_TEXT_.
┄┄┄┄┄┄┄┄┄┄
Okay, I said. But remember, you can’t fix
everything in the world for everybody.

“However,” said Ricky, “you can’t do
anything at all unless you begin. Haven’t
I heard you say that once or twice, or
maybe a hundred times?”

In another poem, Oliver affectionately acknowledges that innocent canine gift for employing a dog’s intellect for his own self-gratification, as when he dupes both you the other household human into feeding him breakfast:

Be prepared. A dog is adorable and noble. A dog is a true and loving friend. A dog is also a hedonist.

In a short prose piece, Oliver considers the wretched elephant in every dog-lover’s room:

Dogs die so soon. I have my stories of that grief, no doubt many of you do also. It is almost a failure of will, a failure of love, to let them grow old — or so it feels. We would do anything to keep them with us, and to keep them young. The one gift we cannot give.

One of her most poignant meditations strokes the heart of why dogs are so much more than the ornament Virginia Woolf’s nephew reduced them to. It comes in the collection’s concluding essay, emanating the loving-kindness of Buddhism and condensing that in the prism of the dog:

Because of the dog’s joyfulness, our own is increased. It is no small gift. It is not the least reason why we should honor as well as love the dog of our own life, and the dog down the street, and all the dogs not yet born. What would the world be like without music or rivers or the green and tender grass? What would this world be like without dogs?
┄┄┄┄┄┄┄┄┄┄
_SUPPLIED DATA_.
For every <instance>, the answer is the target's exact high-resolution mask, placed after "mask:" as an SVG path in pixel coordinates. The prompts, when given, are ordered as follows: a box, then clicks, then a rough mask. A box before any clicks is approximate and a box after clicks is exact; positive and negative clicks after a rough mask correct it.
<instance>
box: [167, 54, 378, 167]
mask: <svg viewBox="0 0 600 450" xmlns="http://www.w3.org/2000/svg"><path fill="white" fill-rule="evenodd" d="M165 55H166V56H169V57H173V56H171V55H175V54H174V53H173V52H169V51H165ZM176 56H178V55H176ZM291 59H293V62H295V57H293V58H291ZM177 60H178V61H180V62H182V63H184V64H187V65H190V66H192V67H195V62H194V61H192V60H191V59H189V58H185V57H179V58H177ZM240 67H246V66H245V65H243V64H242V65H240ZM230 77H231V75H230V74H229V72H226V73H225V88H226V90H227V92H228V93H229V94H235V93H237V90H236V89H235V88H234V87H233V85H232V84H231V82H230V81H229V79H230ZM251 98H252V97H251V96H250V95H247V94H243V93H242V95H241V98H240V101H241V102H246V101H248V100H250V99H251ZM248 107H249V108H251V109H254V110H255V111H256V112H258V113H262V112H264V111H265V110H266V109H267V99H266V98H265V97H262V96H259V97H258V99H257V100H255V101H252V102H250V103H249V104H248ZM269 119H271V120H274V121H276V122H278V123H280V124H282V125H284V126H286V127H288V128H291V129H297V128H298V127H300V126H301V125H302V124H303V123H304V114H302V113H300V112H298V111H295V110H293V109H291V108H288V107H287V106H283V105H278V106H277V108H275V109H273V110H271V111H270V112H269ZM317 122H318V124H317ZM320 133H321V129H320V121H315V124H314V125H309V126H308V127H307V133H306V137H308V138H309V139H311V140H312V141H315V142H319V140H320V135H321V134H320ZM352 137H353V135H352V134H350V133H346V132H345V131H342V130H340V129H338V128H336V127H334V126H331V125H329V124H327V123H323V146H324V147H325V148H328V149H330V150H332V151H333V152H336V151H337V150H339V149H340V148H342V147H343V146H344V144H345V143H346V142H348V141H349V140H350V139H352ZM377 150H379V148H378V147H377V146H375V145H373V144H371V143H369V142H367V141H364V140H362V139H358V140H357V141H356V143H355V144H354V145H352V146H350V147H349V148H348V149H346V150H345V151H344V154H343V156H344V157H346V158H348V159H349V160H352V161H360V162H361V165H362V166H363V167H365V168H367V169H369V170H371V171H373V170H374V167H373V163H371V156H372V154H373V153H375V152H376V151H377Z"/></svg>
┄┄┄┄┄┄┄┄┄┄
_USING THE INFORMATION_.
[1] In the text about Oliver's dog writings, what does a dog's joyfulness do to our own?
[2] Update the text about Oliver's dog writings, starting at "In another poem, Oliver" and ending at "also a hedonist.", with "hedonist" swapped for "glutton".
[3] Go on with the piece on Oliver's dog writings from its last sentence.
The listing isn't needed for any of this.

_NUMBERED ANSWERS_.
[1] It increases our own joyfulness.

[2]
In another poem, Oliver affectionately acknowledges that innocent canine gift for employing a dog’s intellect for his own self-gratification, as when he dupes both you the other household human into feeding him breakfast:

Be prepared. A dog is adorable and noble. A dog is a true and loving friend. A dog is also a glutton.

[3]
LITTLE DOG’S RHAPSODY IN THE NIGHT

He puts his cheek against mine
and makes small, expressive sounds.
And when I’m awake, or awake enough

he turns upside down, his four paws
  in the air
and his eyes dark and fervent.

“Tell me you love me,” he says.

“Tell me again.”

Could there be a sweeter arrangement? Over and over
he gets to ask.
I get to tell.

But even more powerful is the other direction of that affirmative affection — the wholehearted devotion of dogs, who love us unconditionally and in the process teach us to love; in letting us see ourselves through their eyes, they help us believe what they see, believe that we are worthy of love, that we are love.

THE SWEETNESS OF DOGS

What do you say, Percy? I am thinking
of sitting out on the sand to watch
the moon rise. It’s full tonight.
So we go

and the moon rises, so beautiful it
makes me shudder, makes me think about
time and space, makes me take
measure of myself: one iota
pondering heaven. Thus we sit, myself

thinking how grateful I am for the moon’s
perfect beauty and also, oh! how rich
it is to love the world. Percy, meanwhile,
leans against me and gazes up
into my face. As though I were just as wonderful
as the perfect moon.

Ultimately, the closing verses of the poem “Percy Wakes Me” speak for the entire collection:

This is a poem about Percy.
This is a poem about more than Percy.
Think about it.

And oh how much more is Dog Songs about. Complement it with The Big New Yorker Book of Dogs, one of the best art books of 2012, John Homans’s impossibly moving What’s a Dog For?, and this illustrated adaptation of Bob Dylan’s classic If Dogs Run Free.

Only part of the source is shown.